*Zitierter Textauszug:*
::::::::

Irlands Aussenminister und Vize-Regierungschef Simon Coveney twitterte: "Sehr gutes Ergebnis für alle auf der irischen Insel - garantiert keine befestigte Grenze!"

Weniger zufrieden zeigte sich der ehemalige Chef der EU-feindlichen britischen Partei Ukip, Nigel Farage. "Ein Abkommen mit Brüssel ist eine gute Neuigkeit für Frau May, da wir jetzt in die nächste Phase der Erniedrigung eintreten können", twitterte Farage.

Der Verband der britischen Handelskammern BCC (British Chambers of Commerce) begrüsste die Einigung in Brüssel. Britische Unternehmen seien "erleichtert", dass ausreichender Fortschritt bei den Verhandlungen erreicht worden sei, sagte BCC-Chef Adam Marshall einer Mitteilung zufolge.

::::::::

*Arbeitsauftrag A:* Wähle aus den folgenden Einträgen jede Zeile aus, die das Wort „player“ enthält, und achte dabei auf Groß- und Kleinschreibung.

*Vorliegende Einträge:*
::::::::

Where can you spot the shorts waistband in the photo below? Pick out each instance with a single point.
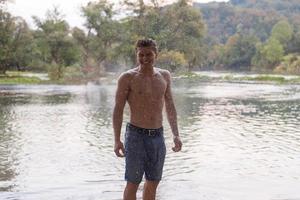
(149, 132)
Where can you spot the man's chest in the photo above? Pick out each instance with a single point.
(154, 87)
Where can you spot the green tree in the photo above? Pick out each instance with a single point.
(103, 31)
(184, 31)
(283, 32)
(268, 55)
(171, 60)
(239, 51)
(57, 46)
(7, 27)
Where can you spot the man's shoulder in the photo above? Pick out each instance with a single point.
(165, 73)
(127, 75)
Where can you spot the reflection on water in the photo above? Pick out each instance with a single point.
(241, 141)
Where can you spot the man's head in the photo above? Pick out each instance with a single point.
(146, 51)
(146, 43)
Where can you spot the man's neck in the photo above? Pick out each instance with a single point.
(146, 70)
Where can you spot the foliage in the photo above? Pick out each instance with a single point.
(268, 55)
(103, 32)
(171, 60)
(56, 46)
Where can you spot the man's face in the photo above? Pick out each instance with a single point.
(146, 56)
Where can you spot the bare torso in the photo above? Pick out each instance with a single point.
(146, 98)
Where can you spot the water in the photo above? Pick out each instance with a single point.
(241, 141)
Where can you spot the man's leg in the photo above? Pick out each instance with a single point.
(150, 190)
(130, 191)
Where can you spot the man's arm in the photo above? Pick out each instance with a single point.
(120, 101)
(172, 114)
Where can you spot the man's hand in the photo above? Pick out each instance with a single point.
(178, 144)
(119, 149)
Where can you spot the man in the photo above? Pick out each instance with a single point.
(146, 89)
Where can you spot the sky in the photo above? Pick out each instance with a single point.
(70, 9)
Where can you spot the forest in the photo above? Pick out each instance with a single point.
(240, 35)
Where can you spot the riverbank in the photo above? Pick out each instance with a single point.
(238, 77)
(15, 78)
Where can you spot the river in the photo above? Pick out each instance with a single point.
(241, 141)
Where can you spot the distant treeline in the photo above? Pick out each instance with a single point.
(238, 35)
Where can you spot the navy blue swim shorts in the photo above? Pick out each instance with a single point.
(145, 152)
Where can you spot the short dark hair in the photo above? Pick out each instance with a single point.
(146, 43)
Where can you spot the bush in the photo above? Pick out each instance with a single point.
(171, 60)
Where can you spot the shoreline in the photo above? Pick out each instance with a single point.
(29, 78)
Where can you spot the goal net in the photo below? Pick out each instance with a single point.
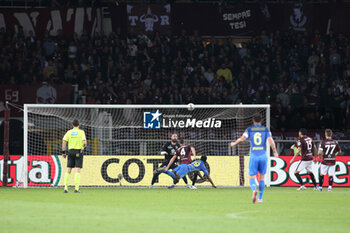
(124, 142)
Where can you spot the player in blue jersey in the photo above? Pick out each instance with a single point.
(182, 170)
(257, 135)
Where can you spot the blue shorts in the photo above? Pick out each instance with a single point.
(181, 170)
(257, 164)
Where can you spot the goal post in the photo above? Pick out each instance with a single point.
(125, 141)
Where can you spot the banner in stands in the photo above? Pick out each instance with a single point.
(144, 18)
(213, 20)
(210, 19)
(69, 20)
(39, 94)
(282, 172)
(104, 171)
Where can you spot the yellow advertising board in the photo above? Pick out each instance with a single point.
(138, 171)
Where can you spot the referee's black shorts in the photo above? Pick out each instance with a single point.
(172, 166)
(75, 159)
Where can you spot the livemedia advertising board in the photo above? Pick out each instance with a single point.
(48, 170)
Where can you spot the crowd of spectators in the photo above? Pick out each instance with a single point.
(304, 76)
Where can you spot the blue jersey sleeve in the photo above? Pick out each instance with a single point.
(268, 133)
(204, 169)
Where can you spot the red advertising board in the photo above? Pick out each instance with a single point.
(43, 170)
(282, 172)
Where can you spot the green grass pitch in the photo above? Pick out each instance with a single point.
(178, 210)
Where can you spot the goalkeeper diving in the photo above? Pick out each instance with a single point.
(184, 169)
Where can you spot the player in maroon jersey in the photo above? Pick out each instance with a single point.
(184, 152)
(329, 148)
(305, 148)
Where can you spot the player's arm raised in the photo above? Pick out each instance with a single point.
(273, 146)
(64, 144)
(296, 154)
(194, 152)
(320, 152)
(315, 151)
(239, 140)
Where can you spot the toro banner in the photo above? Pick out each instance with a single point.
(43, 170)
(69, 20)
(40, 94)
(282, 172)
(148, 18)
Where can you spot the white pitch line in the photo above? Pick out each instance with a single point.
(237, 215)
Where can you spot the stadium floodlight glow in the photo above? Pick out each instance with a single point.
(124, 140)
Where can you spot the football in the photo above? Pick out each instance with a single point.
(190, 106)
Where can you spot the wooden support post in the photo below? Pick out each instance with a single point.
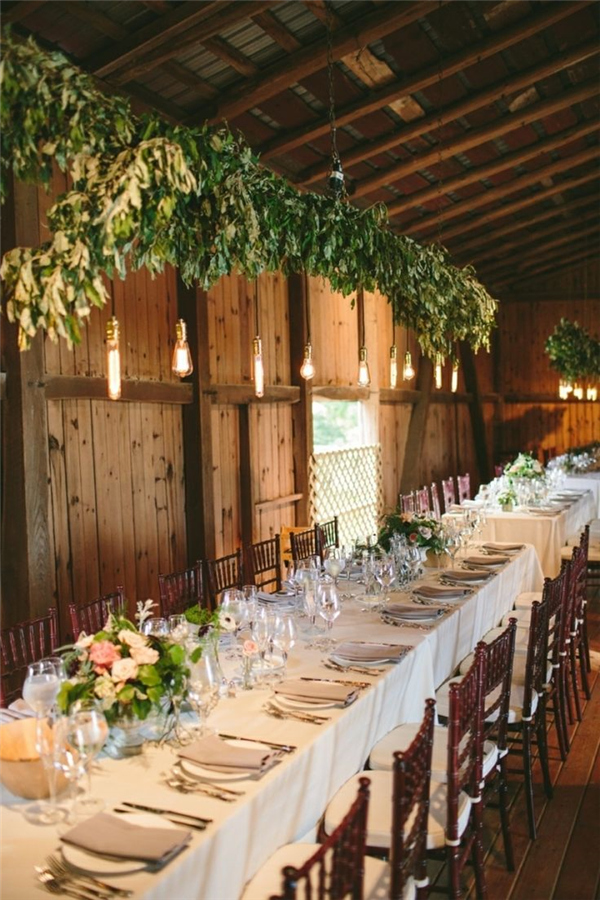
(416, 430)
(480, 444)
(27, 567)
(197, 431)
(298, 297)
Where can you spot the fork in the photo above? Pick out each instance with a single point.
(61, 870)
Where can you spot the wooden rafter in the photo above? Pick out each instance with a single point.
(460, 248)
(375, 100)
(507, 161)
(453, 111)
(518, 183)
(478, 136)
(278, 77)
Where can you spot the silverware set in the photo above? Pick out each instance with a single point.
(58, 878)
(278, 713)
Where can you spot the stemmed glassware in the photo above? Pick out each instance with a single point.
(328, 606)
(40, 690)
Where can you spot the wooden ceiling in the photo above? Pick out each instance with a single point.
(474, 121)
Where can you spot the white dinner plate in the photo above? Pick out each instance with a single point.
(93, 864)
(294, 703)
(195, 769)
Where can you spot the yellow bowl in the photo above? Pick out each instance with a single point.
(21, 769)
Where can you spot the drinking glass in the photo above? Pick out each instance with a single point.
(86, 734)
(204, 683)
(328, 605)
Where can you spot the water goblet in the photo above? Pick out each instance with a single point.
(86, 734)
(328, 605)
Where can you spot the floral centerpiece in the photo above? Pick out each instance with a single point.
(524, 466)
(128, 673)
(421, 530)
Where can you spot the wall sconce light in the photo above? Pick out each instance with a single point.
(113, 358)
(181, 364)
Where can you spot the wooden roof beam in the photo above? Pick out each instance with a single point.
(478, 136)
(507, 161)
(507, 209)
(451, 65)
(279, 76)
(498, 193)
(454, 111)
(499, 248)
(459, 248)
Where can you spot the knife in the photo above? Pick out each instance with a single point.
(285, 748)
(165, 812)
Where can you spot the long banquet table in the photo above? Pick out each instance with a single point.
(548, 532)
(285, 804)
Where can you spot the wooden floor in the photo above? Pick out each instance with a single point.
(564, 862)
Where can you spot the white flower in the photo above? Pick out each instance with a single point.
(227, 622)
(144, 656)
(124, 669)
(132, 638)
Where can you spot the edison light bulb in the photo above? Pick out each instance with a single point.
(307, 369)
(454, 381)
(259, 372)
(113, 358)
(438, 371)
(182, 358)
(393, 366)
(408, 372)
(364, 376)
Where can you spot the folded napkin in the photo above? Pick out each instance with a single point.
(358, 651)
(316, 691)
(482, 560)
(410, 611)
(503, 548)
(462, 575)
(109, 835)
(213, 753)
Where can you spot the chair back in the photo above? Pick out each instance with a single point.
(22, 644)
(91, 617)
(435, 501)
(465, 741)
(448, 493)
(180, 590)
(305, 544)
(410, 807)
(464, 487)
(336, 869)
(262, 563)
(328, 535)
(222, 573)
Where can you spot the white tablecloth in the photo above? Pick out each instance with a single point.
(589, 482)
(287, 802)
(547, 533)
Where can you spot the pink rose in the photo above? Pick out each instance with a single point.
(103, 654)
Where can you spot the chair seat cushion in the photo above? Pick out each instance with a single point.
(379, 822)
(268, 881)
(400, 739)
(525, 599)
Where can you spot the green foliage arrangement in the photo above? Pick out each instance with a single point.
(573, 352)
(146, 193)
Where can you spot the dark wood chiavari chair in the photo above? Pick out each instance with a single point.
(180, 590)
(91, 617)
(448, 493)
(21, 644)
(262, 563)
(222, 573)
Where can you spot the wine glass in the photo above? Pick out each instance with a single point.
(328, 605)
(334, 564)
(86, 734)
(204, 683)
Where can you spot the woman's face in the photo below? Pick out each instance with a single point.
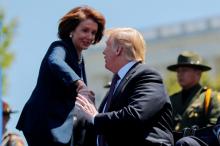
(84, 34)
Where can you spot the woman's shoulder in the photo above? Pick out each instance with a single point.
(58, 43)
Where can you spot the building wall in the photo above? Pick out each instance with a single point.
(164, 45)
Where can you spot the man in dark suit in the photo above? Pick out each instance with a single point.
(137, 110)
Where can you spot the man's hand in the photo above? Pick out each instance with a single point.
(86, 107)
(82, 89)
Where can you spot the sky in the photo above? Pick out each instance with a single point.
(38, 21)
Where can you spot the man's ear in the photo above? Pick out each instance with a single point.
(119, 50)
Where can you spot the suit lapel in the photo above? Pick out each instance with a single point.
(124, 83)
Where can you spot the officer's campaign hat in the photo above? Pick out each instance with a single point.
(189, 59)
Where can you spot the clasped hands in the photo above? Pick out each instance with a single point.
(85, 100)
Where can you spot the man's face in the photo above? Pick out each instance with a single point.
(188, 77)
(110, 55)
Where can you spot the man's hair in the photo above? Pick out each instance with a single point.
(131, 40)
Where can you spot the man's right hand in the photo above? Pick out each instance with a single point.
(84, 90)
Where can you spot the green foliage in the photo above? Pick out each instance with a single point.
(6, 38)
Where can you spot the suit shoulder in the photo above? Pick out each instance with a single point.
(149, 69)
(58, 43)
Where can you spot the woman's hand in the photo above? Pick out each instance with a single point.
(82, 89)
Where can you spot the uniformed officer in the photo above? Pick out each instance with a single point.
(195, 105)
(9, 138)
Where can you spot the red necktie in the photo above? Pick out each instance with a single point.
(111, 91)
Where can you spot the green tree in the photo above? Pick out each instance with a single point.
(6, 38)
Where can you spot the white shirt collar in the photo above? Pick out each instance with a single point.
(122, 72)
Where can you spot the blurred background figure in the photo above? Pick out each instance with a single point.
(195, 105)
(9, 138)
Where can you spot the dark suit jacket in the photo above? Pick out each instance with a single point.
(140, 113)
(54, 95)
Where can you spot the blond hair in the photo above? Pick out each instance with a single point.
(131, 40)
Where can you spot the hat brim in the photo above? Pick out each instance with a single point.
(197, 66)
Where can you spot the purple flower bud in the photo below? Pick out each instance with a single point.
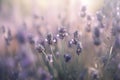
(30, 39)
(21, 37)
(99, 16)
(96, 41)
(96, 32)
(76, 34)
(83, 9)
(49, 58)
(49, 39)
(67, 57)
(39, 48)
(62, 33)
(117, 41)
(79, 48)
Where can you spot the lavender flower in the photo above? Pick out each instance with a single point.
(96, 32)
(39, 48)
(76, 34)
(21, 37)
(79, 48)
(62, 33)
(96, 41)
(49, 39)
(49, 58)
(67, 57)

::::::::

*Arbeitsauftrag B:* Schreibe den Auszug über die Reaktionen auf die Einigung in Brüssel im Anschluss an seinen letzten Satz weiter.

*Richtige Lösung A:*
Where can you spot the player in blue jersey in the photo above? Pick out each instance with a single point.
Where can you spot the player in maroon jersey in the photo above? Pick out each instance with a single point.
Where can you spot the player's arm raised in the photo above? Pick out each instance with a single point.

*Richtige Lösung B:*
Vor allem die Rechte von EU-Arbeitnehmern in Grossbritannien seien ein Anliegen britischer Unternehmen gewesen. Nun müsse "absolute Klarheit" über die angestrebten langfristigen Handelsbeziehungen Grossbritanniens zur EU geschaffen werden. "Unternehmen wollen wissen, was der EU-Austritt für Vorschriften, Grenzkontrollen, Anstellungen, Produktstandards, Zölle und Steuern bedeutet."

Die deutsch-britische Industrie- und Handelskammer warnte vor allzu viel Optimismus. Die zweite Phase der Verhandlungen berge viele Risiken und die Gefahr eines Scheiterns sei noch nicht gebannt, sagte Ulrich Hoppe, Hauptgeschäftsführer der AHK in London, einer Mitteilung zufolge. "Ein solches Ergebnis hätte kurzfristig weitreichende negative Konsequenzen für beide Seiten, vorwiegend aber für Grossbritannien."/cmy/DP/zb

(AWP)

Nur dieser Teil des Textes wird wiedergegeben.